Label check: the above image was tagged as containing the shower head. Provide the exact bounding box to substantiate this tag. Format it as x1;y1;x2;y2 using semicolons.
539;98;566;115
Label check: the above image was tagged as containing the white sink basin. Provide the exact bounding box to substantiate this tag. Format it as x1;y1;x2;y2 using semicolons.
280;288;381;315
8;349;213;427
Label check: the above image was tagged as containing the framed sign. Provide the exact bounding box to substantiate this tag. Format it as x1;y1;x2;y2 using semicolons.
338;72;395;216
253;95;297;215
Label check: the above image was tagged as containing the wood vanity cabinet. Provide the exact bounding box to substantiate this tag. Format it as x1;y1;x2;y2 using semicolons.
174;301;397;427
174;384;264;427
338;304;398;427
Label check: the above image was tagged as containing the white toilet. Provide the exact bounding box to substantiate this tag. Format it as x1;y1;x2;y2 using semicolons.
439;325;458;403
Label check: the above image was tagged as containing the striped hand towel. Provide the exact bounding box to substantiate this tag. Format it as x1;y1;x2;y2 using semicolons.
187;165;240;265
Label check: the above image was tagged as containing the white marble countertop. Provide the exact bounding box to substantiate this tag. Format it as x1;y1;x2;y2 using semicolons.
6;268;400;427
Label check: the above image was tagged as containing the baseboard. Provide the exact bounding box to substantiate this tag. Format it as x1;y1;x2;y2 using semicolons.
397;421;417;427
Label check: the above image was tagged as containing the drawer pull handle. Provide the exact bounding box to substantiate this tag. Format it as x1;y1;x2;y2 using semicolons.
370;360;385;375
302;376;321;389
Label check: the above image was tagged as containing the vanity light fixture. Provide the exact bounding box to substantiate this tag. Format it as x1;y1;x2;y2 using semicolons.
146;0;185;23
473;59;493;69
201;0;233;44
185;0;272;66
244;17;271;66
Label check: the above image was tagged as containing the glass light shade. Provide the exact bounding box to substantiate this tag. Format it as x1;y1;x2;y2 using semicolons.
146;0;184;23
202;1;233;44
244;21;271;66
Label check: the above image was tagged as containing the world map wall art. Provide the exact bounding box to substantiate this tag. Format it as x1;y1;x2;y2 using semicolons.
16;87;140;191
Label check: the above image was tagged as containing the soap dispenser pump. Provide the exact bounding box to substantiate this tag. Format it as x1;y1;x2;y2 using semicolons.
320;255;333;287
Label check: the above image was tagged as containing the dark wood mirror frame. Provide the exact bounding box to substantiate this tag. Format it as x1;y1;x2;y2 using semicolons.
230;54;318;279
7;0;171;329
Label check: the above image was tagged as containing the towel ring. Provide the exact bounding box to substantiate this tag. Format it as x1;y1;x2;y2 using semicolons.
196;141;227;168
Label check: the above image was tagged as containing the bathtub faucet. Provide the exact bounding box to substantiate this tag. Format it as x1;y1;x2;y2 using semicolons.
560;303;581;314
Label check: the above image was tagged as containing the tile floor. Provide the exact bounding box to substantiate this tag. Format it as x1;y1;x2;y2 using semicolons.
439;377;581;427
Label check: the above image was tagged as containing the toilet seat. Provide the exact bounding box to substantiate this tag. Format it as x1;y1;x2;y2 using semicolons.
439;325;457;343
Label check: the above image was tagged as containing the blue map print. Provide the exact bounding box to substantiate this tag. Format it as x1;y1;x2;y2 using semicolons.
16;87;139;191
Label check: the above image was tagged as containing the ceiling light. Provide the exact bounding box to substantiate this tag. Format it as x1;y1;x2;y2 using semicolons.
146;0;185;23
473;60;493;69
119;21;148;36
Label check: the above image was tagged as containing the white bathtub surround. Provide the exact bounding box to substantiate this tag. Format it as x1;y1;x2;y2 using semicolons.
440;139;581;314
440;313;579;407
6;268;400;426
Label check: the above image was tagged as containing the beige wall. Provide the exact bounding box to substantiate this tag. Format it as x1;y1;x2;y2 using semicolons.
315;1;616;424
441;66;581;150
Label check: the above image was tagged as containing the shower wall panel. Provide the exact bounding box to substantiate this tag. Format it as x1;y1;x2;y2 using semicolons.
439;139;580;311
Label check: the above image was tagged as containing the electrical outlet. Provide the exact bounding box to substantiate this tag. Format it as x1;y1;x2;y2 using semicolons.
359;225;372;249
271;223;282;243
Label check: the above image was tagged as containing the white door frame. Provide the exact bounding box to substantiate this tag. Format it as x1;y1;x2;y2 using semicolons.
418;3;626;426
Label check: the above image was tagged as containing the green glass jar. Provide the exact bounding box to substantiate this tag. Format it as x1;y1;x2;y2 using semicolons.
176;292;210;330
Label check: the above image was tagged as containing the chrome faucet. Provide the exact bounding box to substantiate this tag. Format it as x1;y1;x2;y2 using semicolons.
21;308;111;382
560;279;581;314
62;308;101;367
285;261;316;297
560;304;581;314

------------

Exactly as they stand above, repeat all the records.

Label check: the above image was tagged as containing the shower head. Provide the exact bounding box to substantiate this tag. Format it as x1;y1;x2;y2 using semicolons.
539;98;566;115
Label check: the above image was tagged as containing the white sink basin. Provide the exact bounding box to substantiate this tag. Format it as x1;y1;x2;y2 using semicolons.
280;288;381;315
8;349;213;427
Label check: the above image was tagged as containing the framed sign. Provide the exact bounding box to substantiate this tag. Format it as x1;y1;x2;y2 using semicolons.
338;72;395;216
253;95;297;215
Label check: the above image was tagged as containing the wood vanity cabinet. Provide the exact bounding box to substantiate this tag. Format it as x1;y1;x2;y2 using semicolons.
174;301;397;427
174;384;264;427
338;304;398;427
Label check: the above image was tagged as containing the white toilet. Provide the exact bounding box to substantiate this tag. Format it as x1;y1;x2;y2 using semicolons.
439;325;458;403
Label check: the above image was tagged as containing the striped hand towel. Provide the exact bounding box to substantiate this tag. Format it as x1;y1;x2;y2 using semicolons.
187;165;240;265
Label check: the above image was tagged as containing the white marble countertop. Provide the exact bounding box to substantiate this tag. Format it as x1;y1;x2;y2 using semicolons.
6;268;400;427
Label check: the above image was tagged as containing the baseboard. Provide the exact bounding box to substantiate this tag. Format it as x1;y1;x2;y2 using semicolons.
397;421;417;427
Label check: the above image was tagged as containing the drawer pull handle. Provide the exact bounding box to substantiate this tag. Format it as x1;y1;x2;y2 using semicolons.
370;360;385;375
302;376;321;389
Label check: the above image was tagged as containing the vanity light fixture. Provide the exact bounding box to substantiate this tag. Format it as x1;y1;x2;y2 using semicolons.
146;0;185;23
473;59;493;69
201;0;233;44
185;0;272;66
244;17;271;66
Label check: the above image was tagged as containing the glass light shade. Provide the exact bounding box to substantiate this tag. Format it as x1;y1;x2;y2 using semicolons.
146;0;184;23
202;1;233;44
244;21;271;66
Label check: the above image was tagged as containing the world map wall art. Provide the exact bounding box to substantiate this tag. Format it as x1;y1;x2;y2 using semicolons.
16;87;140;191
Label check: the above image was tagged as containing the soap dispenser pump. Provide the exact bounding box to substantiate this tag. Format it as x1;y1;x2;y2 using semicolons.
320;255;333;287
Label check: the above image was tagged as containing the dark wood mirror frame. Provide the exact bounding box to substantiate this tag. Format it as x1;y1;x2;y2 using semicolons.
230;54;318;279
7;0;171;329
Label check: the above image was tagged as containing the towel ring. Provide the exact bounding box to substantiate this tag. Format it as x1;y1;x2;y2 using semicolons.
196;141;227;168
Label check: the above image was tagged as containing the bathtub faucet. Provide the exact bounding box to substantiate this tag. Format it as x1;y1;x2;y2 using semicolons.
560;303;581;314
Label check: the above image was tagged as containing the tile floor. Provide the exact bounding box to substantiate this tag. Format it as x1;y1;x2;y2 using semicolons.
439;377;581;427
Label check: the above image was tagged as containing the toilet seat. Provide the exact bounding box to substantiate this tag. Format it as x1;y1;x2;y2 using semicolons.
439;325;457;343
Label check: the above image was tagged as containing the blue map print. Provide the exact bounding box to substantiate this tag. Format it as x1;y1;x2;y2 using semicolons.
16;87;139;191
Label check: the above image was tagged as containing the ceiling light. Provide the exact bounding box to substantiate this tag. Format it as x1;y1;x2;y2 using semicolons.
146;0;185;23
473;60;493;69
119;21;148;36
Label check: the above image was tagged as containing the white bathtub surround. Provide the exact bounding box to substantiate this tag. Format it as x1;y1;x2;y2 using semicolons.
440;139;581;314
440;313;579;407
6;268;400;426
Label check: the above image was tagged as containing the beige wall. Provide the exact bounding box to substantiate this tag. Format it as x1;y1;x2;y2 using semicolons.
315;1;616;424
441;66;581;150
Label check: the above image was tagged as containing the shower wall panel. Provide the exact bounding box to substantiate this tag. Format it as x1;y1;x2;y2 using semicolons.
439;139;580;311
Label check: the above image was tagged as containing the electrical outlet. Provide the exact bounding box to substantiate this tag. Format it as x1;y1;x2;y2 using semicolons.
359;225;372;249
271;223;282;243
Label check: the above image was tagged as containing the white door frame. Provide the exact bounding box to substantiate this tag. Format it as x1;y1;x2;y2 using semicolons.
418;3;626;426
Label check: the above image was tagged as containing the green glass jar. Provide the exact bounding box to substantiate this tag. Format it as x1;y1;x2;y2 using semicolons.
176;292;210;330
Label check: the above image was tagged as containing the chrome faucet. Provide the exact bounding box to substantiate this tag. Format it as x1;y1;x2;y2 using semicolons.
21;308;111;382
560;279;581;314
62;308;101;367
285;261;316;297
560;304;581;314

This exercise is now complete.